**SUPPLIED PASSAGE:**
+++
At 9 p.m. on June 21, dozens of protesters gathered in People’s Park. With signs, whistles, 10-gallon buckets, firecrackers, and torches -- real fucking torches! -- we marched through downtown Bloomington to protest the building of Interstate 69 and the recent arrests of the Evansville and Berkeley tree sitters.
As we moved from Kirkwood to the Courthouse and past the jail, the march amassed both police and onlookers.
At the start of the event, I was carrying a banner at the front of the march. Eventually I managed to free myself up to take pictures. Unfortunately, those pictures were terrible, just awful. So I stopped taking pictures and started asking questions.
Photo Albums: I-69 March -- Martinsville Flood Damage
Truth be told, I have my doubts about the efficacy of old-timey marches. I don’t get the point of them. Is it to strike fear into the heart of The Man? To get media attention? To educate anyone who happens to see the march? I wonder if marches are the knee-jerk reaction of the left, our equivalent of the traditional conservative “mass destruction of ______” when they’re incensed (books, Beatles records, Dixie Chicks paraphernalia).
It’s just what we do when something bad happens. We march about it.
I had no way of gauging the level of media attention or scared establishment, although there were plenty of cops and photographers. However, it seemed like there was an easy way to figure out whether marches taught spectators. I could ask them. So I put on my best naive/inquisitive face and asked every person who made eye contact with me, “Hey, what’s going on?”
+++
**DATA SUPPLIED:**
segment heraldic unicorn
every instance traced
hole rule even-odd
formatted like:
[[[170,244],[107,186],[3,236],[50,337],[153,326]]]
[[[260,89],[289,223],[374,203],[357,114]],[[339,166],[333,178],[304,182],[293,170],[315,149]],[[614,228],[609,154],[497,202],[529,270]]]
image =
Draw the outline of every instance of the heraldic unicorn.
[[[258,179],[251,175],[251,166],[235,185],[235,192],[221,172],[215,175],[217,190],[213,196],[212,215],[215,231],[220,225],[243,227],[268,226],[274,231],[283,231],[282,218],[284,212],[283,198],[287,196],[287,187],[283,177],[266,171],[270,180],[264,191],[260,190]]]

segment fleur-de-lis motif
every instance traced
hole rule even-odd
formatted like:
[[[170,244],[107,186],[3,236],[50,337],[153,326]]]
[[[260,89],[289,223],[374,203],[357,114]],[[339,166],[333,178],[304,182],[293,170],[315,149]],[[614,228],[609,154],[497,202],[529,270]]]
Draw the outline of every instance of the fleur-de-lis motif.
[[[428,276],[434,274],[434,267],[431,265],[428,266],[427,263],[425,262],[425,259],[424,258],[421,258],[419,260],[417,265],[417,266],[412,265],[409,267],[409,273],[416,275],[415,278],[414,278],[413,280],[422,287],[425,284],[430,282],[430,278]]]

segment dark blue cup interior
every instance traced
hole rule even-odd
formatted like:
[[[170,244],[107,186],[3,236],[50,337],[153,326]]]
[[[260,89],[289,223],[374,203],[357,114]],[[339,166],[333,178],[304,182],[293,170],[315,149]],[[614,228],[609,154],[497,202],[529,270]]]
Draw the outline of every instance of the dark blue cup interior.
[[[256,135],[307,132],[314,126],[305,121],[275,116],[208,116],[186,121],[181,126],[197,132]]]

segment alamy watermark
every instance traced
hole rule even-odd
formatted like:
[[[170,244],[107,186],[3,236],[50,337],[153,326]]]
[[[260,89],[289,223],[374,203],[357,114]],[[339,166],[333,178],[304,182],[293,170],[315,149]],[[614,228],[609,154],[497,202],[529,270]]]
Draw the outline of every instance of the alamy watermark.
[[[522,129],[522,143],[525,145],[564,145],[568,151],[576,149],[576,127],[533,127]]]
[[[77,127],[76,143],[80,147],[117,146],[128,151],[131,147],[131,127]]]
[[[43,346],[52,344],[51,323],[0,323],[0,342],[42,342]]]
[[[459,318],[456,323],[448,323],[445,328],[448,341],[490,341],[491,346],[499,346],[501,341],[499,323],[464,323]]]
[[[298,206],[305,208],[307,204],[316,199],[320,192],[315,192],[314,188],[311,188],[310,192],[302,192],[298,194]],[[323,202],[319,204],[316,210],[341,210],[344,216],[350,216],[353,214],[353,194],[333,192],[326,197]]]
+++
**LIST OF TASKS:**
A - Can you write out the protest account again, starting at "At 9 p.m. on" and ending at "started asking questions.", with "banner" swapped for "sign"?
B - In the protest account, when did the protesters gather in People's Park?

**EXPECTED RESULTS:**
A -
At 9 p.m. on June 21, dozens of protesters gathered in People’s Park. With signs, whistles, 10-gallon buckets, firecrackers, and torches -- real fucking torches! -- we marched through downtown Bloomington to protest the building of Interstate 69 and the recent arrests of the Evansville and Berkeley tree sitters.
As we moved from Kirkwood to the Courthouse and past the jail, the march amassed both police and onlookers.
At the start of the event, I was carrying a sign at the front of the march. Eventually I managed to free myself up to take pictures. Unfortunately, those pictures were terrible, just awful. So I stopped taking pictures and started asking questions.

B - At 9 p.m. on June 21.